**What to do:** Copy the passage of the essay on personal mythologies from "The facts of" up to and including "with other people." word for word.

Personal Mythologies
My parents tell me a long intricate story about how they met and were married. It starts at a home for the mentally handicapped, involves heart wrenching break-ups, emotional periods of growth and a five day trip to communist Kiev. By and large it’s a true story, but no doubt parts of it are embellished, even, perhaps, in the minds of my parents. My grandmother says that my great grandmother was a cousin (or perhaps a second cousin) to Mark Twain. This isn’t impossible, as her last name was Clemens. My Nona tells me that my great grandmother who immigrated to Newfoundland from Ireland is descended from Irish pirates and that I am, in turn, descended from Irish pirates. I have no way of verifying this fact. Someone might hear the story of how my parents met, or my relation to Mark Twain, or my relation to pirates and say that these associations are worthless until they are verified. However, I think I should say that the fact of these statements is irrelevant to their contribution to me as a person. This is the idea of mythology. My personal mythology is an essential part of who I am. I am necessarily the descendant of Irish pirates. That is a part of my makeup, and is a part of who I am. The fact of these Irish pirates is irrelevant to my behaviour as their descendant. The existence of the gods on Olympus was irrelevant to the Greeks existence as people ruled by those Gods. Arthur is a necessary part of England, and Odin belongs to the Norse. You could write my biography and barely involve a word of fact, because the mythologies which are a necessary part of my character sketch me just as well as my natural roots.
The facts of your history and nature are clouded at best. Perhaps I can know that I have my great-grandfather’s chin and my great-aunt’s eyelashes. These things can not fill in the holes which account for my character, my person, and my personal legacy. That legacy is dependent upon our mythologies, and it is in the context of those mythologies that we share ourselves with other people.

**Provided material:**
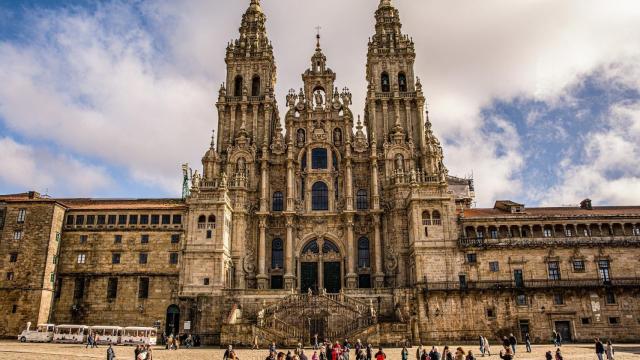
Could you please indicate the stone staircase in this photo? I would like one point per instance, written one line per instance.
(297, 317)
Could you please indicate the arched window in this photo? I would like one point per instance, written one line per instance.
(277, 258)
(238, 83)
(319, 158)
(255, 86)
(437, 220)
(319, 196)
(426, 218)
(362, 201)
(402, 82)
(364, 260)
(278, 201)
(384, 81)
(399, 162)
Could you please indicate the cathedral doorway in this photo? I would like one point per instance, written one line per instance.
(321, 267)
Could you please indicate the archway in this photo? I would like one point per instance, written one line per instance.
(172, 324)
(321, 267)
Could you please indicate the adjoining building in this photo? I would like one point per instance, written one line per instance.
(311, 225)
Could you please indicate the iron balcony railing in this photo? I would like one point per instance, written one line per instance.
(529, 284)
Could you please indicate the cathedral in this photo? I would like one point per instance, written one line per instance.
(323, 222)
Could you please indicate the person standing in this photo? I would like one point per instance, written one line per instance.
(513, 342)
(110, 353)
(599, 349)
(610, 352)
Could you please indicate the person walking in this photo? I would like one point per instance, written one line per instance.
(599, 349)
(404, 353)
(513, 342)
(487, 346)
(609, 350)
(110, 353)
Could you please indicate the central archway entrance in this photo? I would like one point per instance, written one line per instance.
(321, 267)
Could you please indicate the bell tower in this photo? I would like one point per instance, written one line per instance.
(246, 103)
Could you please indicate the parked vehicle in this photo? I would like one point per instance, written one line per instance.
(107, 334)
(72, 334)
(42, 333)
(134, 335)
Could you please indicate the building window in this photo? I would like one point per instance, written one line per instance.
(22, 213)
(362, 200)
(610, 297)
(112, 288)
(143, 288)
(384, 82)
(175, 238)
(319, 158)
(277, 254)
(558, 299)
(278, 201)
(237, 86)
(364, 260)
(319, 196)
(603, 270)
(78, 289)
(494, 266)
(554, 270)
(402, 82)
(255, 86)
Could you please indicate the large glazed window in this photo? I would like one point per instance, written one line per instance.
(319, 158)
(319, 197)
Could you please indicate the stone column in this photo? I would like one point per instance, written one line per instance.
(352, 255)
(289, 278)
(263, 279)
(377, 248)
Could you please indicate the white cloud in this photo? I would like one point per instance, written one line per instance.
(30, 168)
(141, 96)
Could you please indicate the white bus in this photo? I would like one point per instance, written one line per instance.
(134, 335)
(107, 334)
(74, 334)
(42, 333)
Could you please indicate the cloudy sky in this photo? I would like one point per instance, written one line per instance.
(539, 100)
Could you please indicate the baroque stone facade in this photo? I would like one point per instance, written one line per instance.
(312, 224)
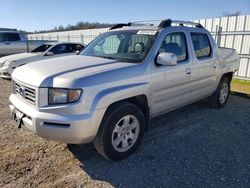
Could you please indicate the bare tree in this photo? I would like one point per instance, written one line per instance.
(228, 14)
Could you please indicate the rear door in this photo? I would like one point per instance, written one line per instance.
(204, 69)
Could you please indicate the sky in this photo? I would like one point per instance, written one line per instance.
(31, 15)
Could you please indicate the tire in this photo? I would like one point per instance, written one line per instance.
(220, 97)
(112, 141)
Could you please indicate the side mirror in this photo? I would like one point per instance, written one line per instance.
(167, 59)
(50, 54)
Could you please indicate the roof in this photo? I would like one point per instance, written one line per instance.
(146, 25)
(56, 43)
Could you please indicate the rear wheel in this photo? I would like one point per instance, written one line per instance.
(220, 97)
(121, 131)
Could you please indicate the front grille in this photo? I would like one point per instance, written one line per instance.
(27, 93)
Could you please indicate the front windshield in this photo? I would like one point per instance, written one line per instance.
(127, 46)
(41, 48)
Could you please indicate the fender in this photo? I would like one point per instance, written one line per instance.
(108, 96)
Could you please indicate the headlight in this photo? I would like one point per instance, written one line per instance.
(63, 96)
(7, 63)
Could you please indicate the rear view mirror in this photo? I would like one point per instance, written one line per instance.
(49, 54)
(167, 59)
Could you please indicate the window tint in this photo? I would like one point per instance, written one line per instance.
(13, 37)
(75, 48)
(175, 43)
(41, 48)
(60, 49)
(3, 37)
(201, 45)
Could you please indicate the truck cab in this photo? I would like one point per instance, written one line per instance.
(108, 93)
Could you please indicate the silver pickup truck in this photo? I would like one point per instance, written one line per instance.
(13, 42)
(126, 76)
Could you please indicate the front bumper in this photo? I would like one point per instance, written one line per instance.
(4, 73)
(75, 129)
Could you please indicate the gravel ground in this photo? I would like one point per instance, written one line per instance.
(195, 146)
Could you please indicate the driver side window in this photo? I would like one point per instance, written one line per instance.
(175, 43)
(108, 46)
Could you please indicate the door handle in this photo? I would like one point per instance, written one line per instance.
(188, 72)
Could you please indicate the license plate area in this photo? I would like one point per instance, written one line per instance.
(16, 117)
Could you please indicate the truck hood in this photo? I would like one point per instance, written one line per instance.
(20, 56)
(64, 71)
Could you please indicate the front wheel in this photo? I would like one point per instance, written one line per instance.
(220, 97)
(121, 131)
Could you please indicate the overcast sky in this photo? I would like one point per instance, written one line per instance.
(33, 15)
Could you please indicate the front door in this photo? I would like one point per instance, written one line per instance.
(172, 85)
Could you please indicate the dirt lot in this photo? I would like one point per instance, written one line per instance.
(195, 146)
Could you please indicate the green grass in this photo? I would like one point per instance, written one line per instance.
(238, 81)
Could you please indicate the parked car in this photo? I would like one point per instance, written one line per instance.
(126, 76)
(44, 51)
(13, 42)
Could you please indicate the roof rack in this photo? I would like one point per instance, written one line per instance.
(120, 25)
(163, 24)
(7, 29)
(169, 22)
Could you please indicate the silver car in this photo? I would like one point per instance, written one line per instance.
(126, 76)
(44, 51)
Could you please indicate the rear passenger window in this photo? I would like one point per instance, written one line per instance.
(13, 37)
(201, 45)
(175, 43)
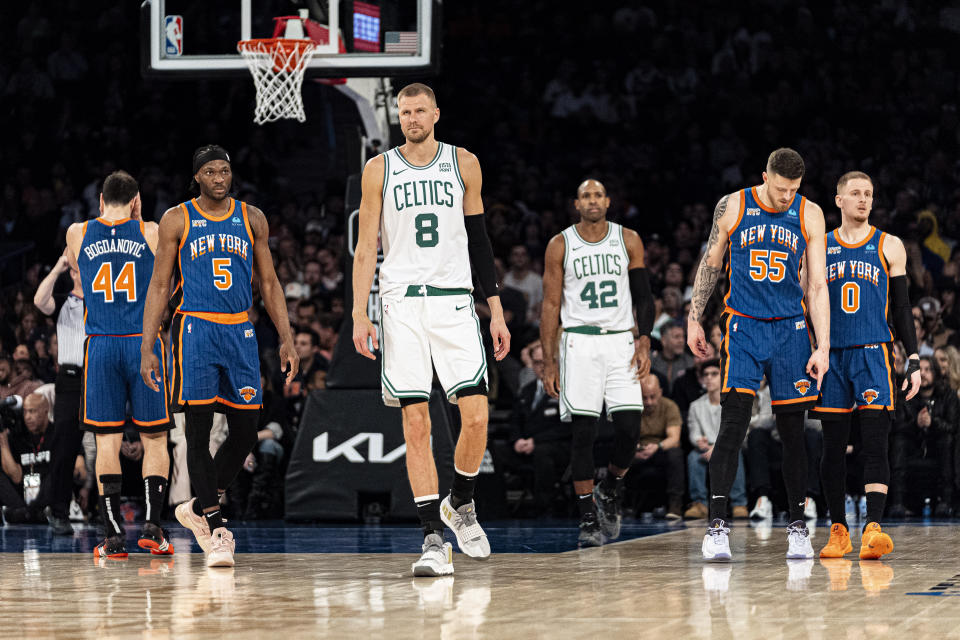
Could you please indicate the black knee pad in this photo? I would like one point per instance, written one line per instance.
(875, 434)
(242, 424)
(583, 435)
(626, 426)
(196, 428)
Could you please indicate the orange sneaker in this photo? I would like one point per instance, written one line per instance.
(874, 543)
(838, 544)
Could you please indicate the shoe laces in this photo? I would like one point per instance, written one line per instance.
(717, 530)
(467, 519)
(797, 532)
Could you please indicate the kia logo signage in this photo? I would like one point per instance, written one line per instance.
(323, 453)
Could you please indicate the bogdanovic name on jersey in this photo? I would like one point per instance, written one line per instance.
(418, 193)
(228, 243)
(114, 245)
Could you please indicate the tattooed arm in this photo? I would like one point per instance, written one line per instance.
(724, 217)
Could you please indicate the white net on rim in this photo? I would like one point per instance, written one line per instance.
(277, 66)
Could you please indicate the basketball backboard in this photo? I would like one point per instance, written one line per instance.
(378, 38)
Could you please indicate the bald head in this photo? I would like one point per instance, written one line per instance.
(592, 201)
(36, 413)
(590, 184)
(651, 390)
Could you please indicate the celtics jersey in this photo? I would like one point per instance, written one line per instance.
(421, 225)
(596, 287)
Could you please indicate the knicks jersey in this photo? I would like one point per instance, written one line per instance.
(215, 263)
(766, 250)
(596, 287)
(115, 268)
(421, 225)
(857, 281)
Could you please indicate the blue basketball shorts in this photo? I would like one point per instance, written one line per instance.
(778, 349)
(215, 362)
(859, 378)
(111, 378)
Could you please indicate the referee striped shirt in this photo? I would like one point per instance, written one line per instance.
(70, 332)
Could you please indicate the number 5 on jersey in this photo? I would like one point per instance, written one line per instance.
(222, 278)
(126, 281)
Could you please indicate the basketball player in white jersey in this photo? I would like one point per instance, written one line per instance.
(593, 274)
(424, 199)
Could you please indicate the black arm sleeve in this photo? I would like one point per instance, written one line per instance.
(903, 314)
(642, 299)
(481, 255)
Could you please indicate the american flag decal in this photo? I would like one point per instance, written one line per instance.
(401, 42)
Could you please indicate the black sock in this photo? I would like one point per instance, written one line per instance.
(428, 510)
(790, 428)
(611, 484)
(155, 488)
(734, 420)
(110, 504)
(214, 520)
(586, 506)
(876, 501)
(833, 467)
(462, 491)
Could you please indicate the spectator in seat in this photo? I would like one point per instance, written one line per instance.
(922, 447)
(658, 451)
(539, 438)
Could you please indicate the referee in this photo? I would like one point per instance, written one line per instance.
(67, 436)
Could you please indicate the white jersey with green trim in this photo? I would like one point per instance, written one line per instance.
(596, 287)
(421, 224)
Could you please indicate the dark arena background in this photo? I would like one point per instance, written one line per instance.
(670, 106)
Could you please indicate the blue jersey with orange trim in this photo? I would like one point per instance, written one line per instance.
(215, 263)
(857, 281)
(766, 249)
(115, 268)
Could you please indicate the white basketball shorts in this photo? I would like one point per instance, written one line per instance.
(426, 326)
(595, 369)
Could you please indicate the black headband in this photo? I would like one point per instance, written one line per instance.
(206, 154)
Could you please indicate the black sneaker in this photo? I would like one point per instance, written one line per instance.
(609, 511)
(59, 524)
(152, 538)
(590, 533)
(112, 547)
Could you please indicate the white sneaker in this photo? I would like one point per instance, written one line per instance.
(196, 524)
(221, 548)
(437, 558)
(810, 510)
(463, 522)
(798, 541)
(763, 510)
(716, 544)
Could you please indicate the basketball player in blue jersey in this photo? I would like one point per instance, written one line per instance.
(865, 268)
(765, 232)
(424, 200)
(114, 254)
(216, 244)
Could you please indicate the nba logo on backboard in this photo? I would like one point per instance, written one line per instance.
(173, 35)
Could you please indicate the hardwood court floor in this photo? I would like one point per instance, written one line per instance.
(652, 587)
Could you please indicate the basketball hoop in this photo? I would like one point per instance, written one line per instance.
(277, 66)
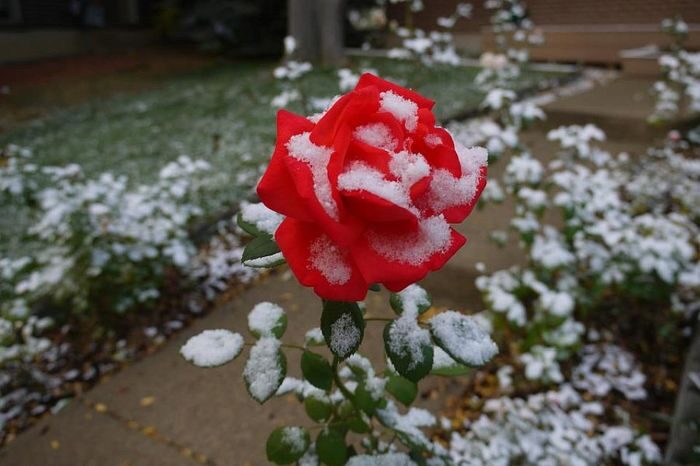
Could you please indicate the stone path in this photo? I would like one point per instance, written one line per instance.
(163, 411)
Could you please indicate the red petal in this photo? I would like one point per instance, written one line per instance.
(459, 213)
(296, 240)
(350, 110)
(345, 228)
(276, 188)
(396, 275)
(374, 208)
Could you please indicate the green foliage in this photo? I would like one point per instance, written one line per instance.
(331, 448)
(403, 359)
(316, 370)
(319, 410)
(285, 445)
(343, 321)
(259, 247)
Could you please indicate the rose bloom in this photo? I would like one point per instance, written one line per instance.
(369, 189)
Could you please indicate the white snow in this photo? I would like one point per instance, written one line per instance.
(384, 459)
(263, 218)
(212, 348)
(412, 298)
(409, 168)
(328, 259)
(463, 337)
(446, 190)
(406, 111)
(314, 337)
(434, 236)
(317, 157)
(361, 177)
(376, 135)
(264, 317)
(406, 337)
(263, 372)
(344, 336)
(442, 360)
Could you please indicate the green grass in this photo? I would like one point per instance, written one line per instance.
(220, 113)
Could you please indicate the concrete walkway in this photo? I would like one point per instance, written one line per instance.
(163, 411)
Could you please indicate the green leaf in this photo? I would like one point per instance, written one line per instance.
(331, 448)
(248, 227)
(259, 317)
(455, 370)
(397, 300)
(357, 424)
(265, 369)
(343, 327)
(317, 370)
(317, 409)
(365, 401)
(401, 349)
(402, 389)
(462, 338)
(260, 246)
(286, 445)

**Problem solution:**
The facts of your history and nature are clouded at best. Perhaps I can know that I have my great-grandfather’s chin and my great-aunt’s eyelashes. These things can not fill in the holes which account for my character, my person, and my personal legacy. That legacy is dependent upon our mythologies, and it is in the context of those mythologies that we share ourselves with other people.